ВЫБРАННЫЙ ОТРЫВОК:

* * * * * * *

Когда-то свадьба означала для молодой женщины полный запрет на так называемую «личную жизнь»: сиди теперь дома, ни танцев тебе, ни гуляний. Другое дело — муж, который вроде бы надевал на жену цепи, снятые с себя: мужу все было дозволено. Но вот Ирина оставляет в яслях двухлетнюю дочку, покидает родного супруга Славу и преспокойно отправляется в туристическую поездку в Венгрию. Мария Осиповна не сказала невестке ни слова ни перед отъездом, ни после возвращения, но атмосфера в семье накалилась. «В наше время, — думала про себя мать, — детей на ясли не бросали!» — «Но в ваше время, — думала про себя Ирина, — и яслей-то не было!»
Плен старых представлений, помноженный на желание родителей увидеть в детях полное подобие себе — буквально во всем, да еще без учета времени! — рождает взаимное непонимание. Не могу не напомнить читателю в связи с этим мысль известного советского хирурга и философа С. С. Юдина, сказавшего, что нельзя цепляться за прошлое, без меры его идеализировать и создавать ему культ, — эдак можно так себя настроить, что утратишь наконец способность ясно видеть вокруг себя, здраво рассуждать и понимать свое время.

* * * * * * *

ИСХОДНЫЕ ДАННЫЕ:

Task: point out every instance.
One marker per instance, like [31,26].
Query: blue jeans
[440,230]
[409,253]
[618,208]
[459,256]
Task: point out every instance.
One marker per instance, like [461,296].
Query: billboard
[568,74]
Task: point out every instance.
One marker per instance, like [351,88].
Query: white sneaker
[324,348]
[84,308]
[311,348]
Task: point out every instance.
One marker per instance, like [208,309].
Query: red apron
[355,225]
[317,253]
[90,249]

* * * * * * *

ЗАДАНИЕ 1: Переведите на английский язык предложение из отрывка: «Мария Осиповна не сказала невестке ни слова ни перед отъездом, ни после возвращения, но атмосфера в семье накалилась».
ЗАДАНИЕ 2: Почему, по мысли С. С. Юдина из отрывка, нельзя цепляться за прошлое и создавать ему культ? Ответьте в одном–трех предложениях.

ОТВЕТ 1: Maria Osipovna did not say a word to her daughter-in-law either before the trip or after her return, but the atmosphere in the family grew tense.

ОТВЕТ 2: Если без меры идеализировать прошлое, можно так себя настроить, что в конце концов утратишь способность ясно видеть вокруг себя, здраво рассуждать и понимать свое время.